• _EXERCISE TEXT_:
::::::::::

The collapse of the American Family (cont.)

Clearly single parenthood exacerbates poverty, but would marriage cure it? Yes. Research suggests that over 60% of poor children in mother-only families would be lifted out of poverty if they were in two parent households.

Would money help the problem? “Unless we slow down these social trends–out-of-wedlock births, crime, drugs, the breakdown of values–government money is not going to do much,” says Gary Bauer of the Family Research Council. Bauer concludes by saying, “Kids are not in poverty because Washington is not spending more money.” “Programs like AFDC combined with food stamps and housing assistance, although meant for good, have broken up more families than slavery ever did. As a result of these broken families, children are being raised without fathers in the house. This single fact contributes more than anything to the chaotic atmosphere in our inner cities,” writes Rev. John Perkins, a pioneer of African American self-help programs, in Policy Review a publication of the Heritage Foundation.

In spite of billions of federal dollars being poured into social projects since the War on Poverty began in the middle sixties, there are more poor people today than any other time in American history. Even in the idealistic decade of 1960-170, when everyone thought the war on poverty would be won in a generation, in spite of the fact that the government provided unprecedented resources for children, the well-being of children declined.

Young persons who grow up in single parent households are much more likely to commit crime than any other population group. Three out of four teenage suicides occur in households where a parent has been absent. Eighty percent of adolescents in psychiatric hospitals come from broken homes. Tracking studies indicate that five of six adolescents caught up in the criminal-justice system came from families in which a parent (usually the father) has been absent. In fact, in 1988 a government survey of 17,000 children found, according to one analyst, that “children living apart from a biological parent are 20 to 40% more vulnerable to sickness. As illegitimately increases, so does criminal activity. And most social scientists insist that there is a clear connection. In 1972, when about 10% of children were illegitimate, the federal and state prison population in the United States was 94.6 per 100,000 people. In 1982, the rate was 170 per 100,000. By 1992, when over 30% of American children were illegitimate, the prison rate had grown to 330 for every 100,000.

::::::::::

• _DATASET EXCERPTS_:
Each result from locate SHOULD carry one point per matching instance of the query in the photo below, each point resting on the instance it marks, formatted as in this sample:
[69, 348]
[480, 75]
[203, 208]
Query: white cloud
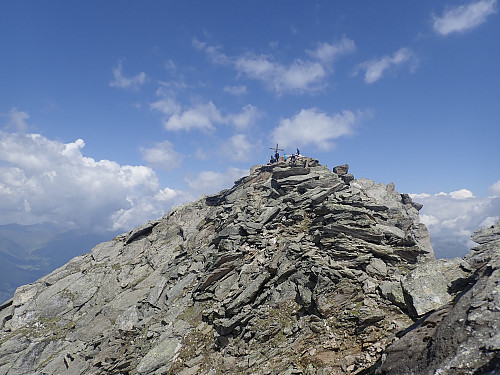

::::::::::

• _THINGS TO DO_:
• a. In the text on the collapse of the American family, what reason does Rev. John Perkins give for the chaotic atmosphere in inner cities?
• b. Answer these questions from the text on the collapse of the American family.
(i) According to research cited in the text, what share of poor children in mother-only families would be lifted out of poverty if they were in two-parent households?
(ii) How many teenage suicides occur in households where a parent has been absent?
(iii) What was the federal and state prison rate per 100,000 people in 1992?

• _WRITTEN RESPONSES_:
• a. Perkins says programs like AFDC, combined with food stamps and housing assistance, have broken up families. As a result, children are raised without fathers in the house, and he says this single fact contributes more than anything to the chaotic atmosphere in inner cities.

• b.
(i) Over 60%.
(ii) Three out of four.
(iii) 330 for every 100,000.